第2節 環境制約と成長の両立を実現するエネルギー政策~エネルギー革新戦略~

1.徹底した省エネルギーの推進

2014年4月に閣議決定されたエネルギー基本計画を受け、長期エネルギー需給見通し(エネルギーミックス)を2015年7月に策定しました。エネルギーミックスのエネルギー需要の推計においては、技術的に実現可能で、かつ現実的な省エネルギー(以下「省エネ」という。)対策として考えられ得る限りの省エネ量を各部門において積み上げました。この結果、経済成長1.7%を前提として、最終エネルギー消費ベースで5,030万kl程度の省エネを実施し、2030年度までにエネルギー効率を35%程度改善することを見込んでいます。これは石油危機後の20年間と同程度のエネルギー効率の改善を見込んだ、相当野心的な水準です。このようなエネルギーミックスにおける省エネの実現を図ることで、省エネ投資を拡大するとともに、エネルギー効率の改善を通じて生産性を向上させ、強い経済とCO2排出削減を両立していきます。本項では、エネルギーミックスを実現する上で必要となる省エネ施策について紹介します。

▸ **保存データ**
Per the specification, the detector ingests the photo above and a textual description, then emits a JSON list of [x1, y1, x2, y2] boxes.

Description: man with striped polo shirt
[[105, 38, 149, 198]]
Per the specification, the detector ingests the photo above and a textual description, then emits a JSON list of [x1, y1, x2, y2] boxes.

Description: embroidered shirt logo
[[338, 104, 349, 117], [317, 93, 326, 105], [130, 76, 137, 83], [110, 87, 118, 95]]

▸ **やること**
本文について、次の問いに答えてください。
1. エネルギー基本計画が閣議決定されたのはいつですか。
2. 省エネの見込みは、経済成長何%を前提にしていますか。
3. 2030年度までに、エネルギー効率をどのくらい改善する見込みですか。

▸ **答え**
1. 2014年4月
2. 1.7%
3. 35%程度